**Document extract:**

== Segment start ==

Mitochondria are little, bean shaped organelles inside you cells that are responsible for making the majority of the energy used by your cells.
This often earns them the nickname “powerhouse of the cell”; however mitochondria perform many other important functions like:
- Helping control cell growth
- Helping cells and stem cells grow into the right type of cell (differentiation)
- Helping cells to communicate with other parts of the cell or with other cells
- Ensuring that when cells have to die, they do so in a clean, organized process called apoptosis
The amount of mitochondria within a cell can vary widely depending on that cells function. Typically, cells that need lots of energy, like liver cells, have lots of mitochondria while cells that need little energy, like red blood cells, have little or none.

== Segment end ==

**Required tasks:**
- a) According to the passage on mitochondria, what is the clean, organized process by which cells die called?
- b) List every function that the passage on mitochondria names besides making energy.
- c) Write a continuation of the passage on mitochondria, picking up after its final sentence.
The lines that come after this passage have nothing to do with it.

**Records provided:**
== Segment start ==

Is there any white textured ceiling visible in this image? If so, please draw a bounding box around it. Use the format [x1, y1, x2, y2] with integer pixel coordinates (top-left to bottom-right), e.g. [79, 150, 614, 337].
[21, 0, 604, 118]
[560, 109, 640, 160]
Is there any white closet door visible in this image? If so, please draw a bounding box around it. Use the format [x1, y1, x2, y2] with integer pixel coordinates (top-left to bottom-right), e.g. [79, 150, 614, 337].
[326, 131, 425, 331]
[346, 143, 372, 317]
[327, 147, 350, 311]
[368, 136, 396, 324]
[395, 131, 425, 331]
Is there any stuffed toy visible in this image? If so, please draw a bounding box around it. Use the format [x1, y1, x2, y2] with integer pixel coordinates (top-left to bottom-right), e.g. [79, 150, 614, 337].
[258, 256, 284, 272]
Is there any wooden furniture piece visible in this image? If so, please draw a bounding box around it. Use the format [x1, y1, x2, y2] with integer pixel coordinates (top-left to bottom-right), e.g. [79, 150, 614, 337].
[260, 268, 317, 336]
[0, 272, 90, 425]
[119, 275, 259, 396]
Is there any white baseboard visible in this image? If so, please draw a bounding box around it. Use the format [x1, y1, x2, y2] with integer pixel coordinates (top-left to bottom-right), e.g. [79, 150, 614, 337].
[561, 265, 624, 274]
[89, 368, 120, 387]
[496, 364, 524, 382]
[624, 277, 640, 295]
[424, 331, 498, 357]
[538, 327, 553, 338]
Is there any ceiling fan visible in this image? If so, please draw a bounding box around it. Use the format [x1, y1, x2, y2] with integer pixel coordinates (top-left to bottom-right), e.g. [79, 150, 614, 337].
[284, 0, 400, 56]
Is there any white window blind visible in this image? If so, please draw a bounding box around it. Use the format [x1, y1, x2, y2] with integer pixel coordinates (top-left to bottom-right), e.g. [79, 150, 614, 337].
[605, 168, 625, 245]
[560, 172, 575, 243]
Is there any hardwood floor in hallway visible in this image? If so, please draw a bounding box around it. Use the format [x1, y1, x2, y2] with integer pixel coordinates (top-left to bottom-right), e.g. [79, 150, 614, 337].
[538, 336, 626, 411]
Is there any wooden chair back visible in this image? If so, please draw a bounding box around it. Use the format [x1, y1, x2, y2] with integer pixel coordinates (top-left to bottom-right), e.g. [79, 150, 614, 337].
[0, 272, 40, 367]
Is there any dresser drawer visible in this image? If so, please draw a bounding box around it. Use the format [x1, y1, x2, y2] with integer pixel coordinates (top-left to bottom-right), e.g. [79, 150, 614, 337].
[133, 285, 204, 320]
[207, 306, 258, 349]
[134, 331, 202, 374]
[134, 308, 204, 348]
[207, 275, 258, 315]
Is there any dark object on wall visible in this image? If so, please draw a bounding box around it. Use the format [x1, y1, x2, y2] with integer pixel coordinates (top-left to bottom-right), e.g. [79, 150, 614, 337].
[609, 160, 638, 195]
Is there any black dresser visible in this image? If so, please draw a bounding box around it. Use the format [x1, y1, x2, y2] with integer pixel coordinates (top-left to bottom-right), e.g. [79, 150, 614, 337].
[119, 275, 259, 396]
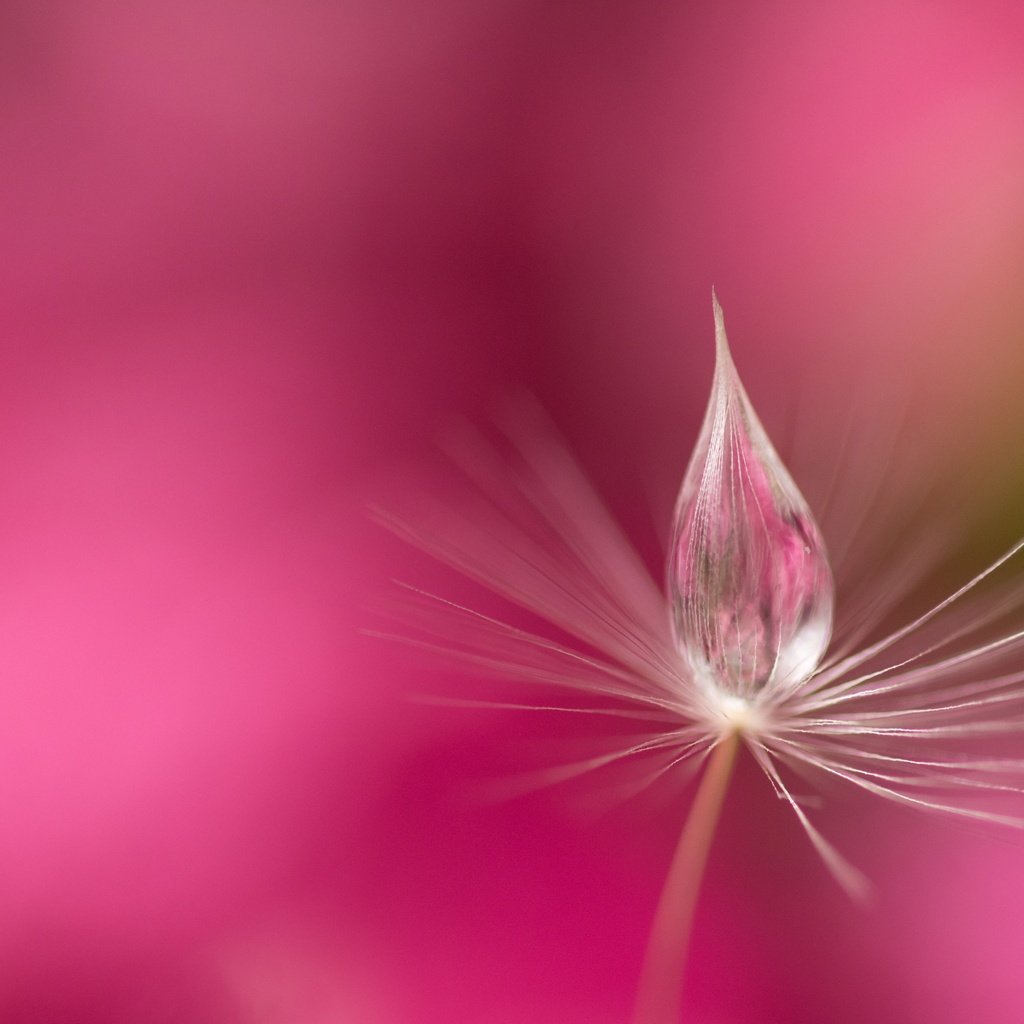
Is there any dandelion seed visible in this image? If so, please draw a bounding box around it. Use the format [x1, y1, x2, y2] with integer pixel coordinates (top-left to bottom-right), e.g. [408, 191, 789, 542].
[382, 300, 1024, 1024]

== Segment end ==
== Segment start ==

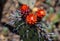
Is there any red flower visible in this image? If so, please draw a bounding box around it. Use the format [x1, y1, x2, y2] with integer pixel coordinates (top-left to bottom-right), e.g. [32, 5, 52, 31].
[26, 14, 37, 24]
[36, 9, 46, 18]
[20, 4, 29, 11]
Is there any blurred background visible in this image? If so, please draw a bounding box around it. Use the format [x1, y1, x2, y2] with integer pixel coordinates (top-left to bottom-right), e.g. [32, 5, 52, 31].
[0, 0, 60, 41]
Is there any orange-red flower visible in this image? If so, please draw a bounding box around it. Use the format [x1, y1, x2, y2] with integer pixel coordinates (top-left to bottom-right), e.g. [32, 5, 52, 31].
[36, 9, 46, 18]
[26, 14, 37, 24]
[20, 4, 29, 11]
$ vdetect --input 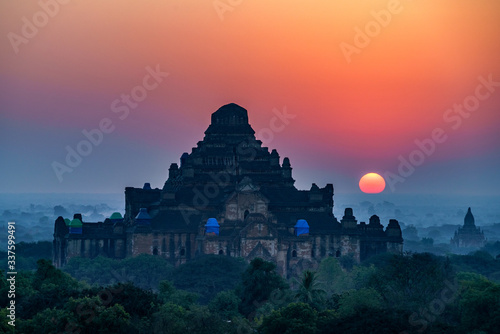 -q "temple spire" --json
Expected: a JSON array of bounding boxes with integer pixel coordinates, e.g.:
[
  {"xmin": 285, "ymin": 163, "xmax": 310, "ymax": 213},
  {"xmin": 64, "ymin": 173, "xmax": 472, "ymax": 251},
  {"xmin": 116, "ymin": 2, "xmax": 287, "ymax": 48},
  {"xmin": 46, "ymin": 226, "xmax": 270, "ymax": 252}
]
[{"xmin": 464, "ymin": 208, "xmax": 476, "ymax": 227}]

== Segment end ==
== Segment start ==

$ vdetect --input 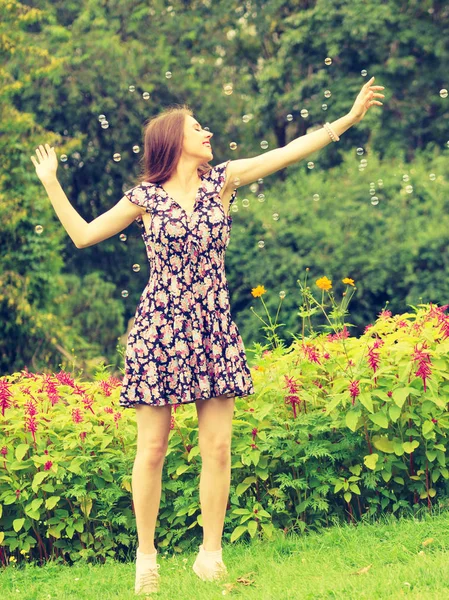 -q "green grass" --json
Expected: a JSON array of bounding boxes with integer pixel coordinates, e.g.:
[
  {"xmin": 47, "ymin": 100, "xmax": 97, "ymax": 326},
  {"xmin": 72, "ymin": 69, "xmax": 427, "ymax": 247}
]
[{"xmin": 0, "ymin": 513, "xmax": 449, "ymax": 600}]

== Segment end ==

**Written answers:**
- a) Apoptosis.

- b)
- Helping control cell growth
- Helping cells and stem cells grow into the right type of cell (differentiation)
- Helping cells communicate with other parts of the cell or with other cells
- Ensuring that when cells have to die, they do so in a clean, organized process called apoptosis

- c)
Mitochondria have their own DNA that is separate from the DNA found in the nucleus. This DNA is important in making proteins that help the mitochondria make energy. There are a number of diseases associated with dysfunction in the mitochondria or it’s DNA. These diseases often manifest themselves as neurological disorders. Mitochondrial problems have been associated with many different diseases. You inherit the majority of your mitochondria from your mother during fertilization of the egg and as such these disorders are passed on from mother to child. There are currently trials trying to replace damaged mitochondria with healthy mitochondria from a donor to prevent some these disorders, although it isn’t without controversy.
One of the most interesting things about mitochondria is their resemblance to bacteria. There is plenty of evidence that they were once single celled bacteria that evolved to live in harmony with eukaryotic cells (defined here) and provide those cells with the energy they needed in return for access to nutrients.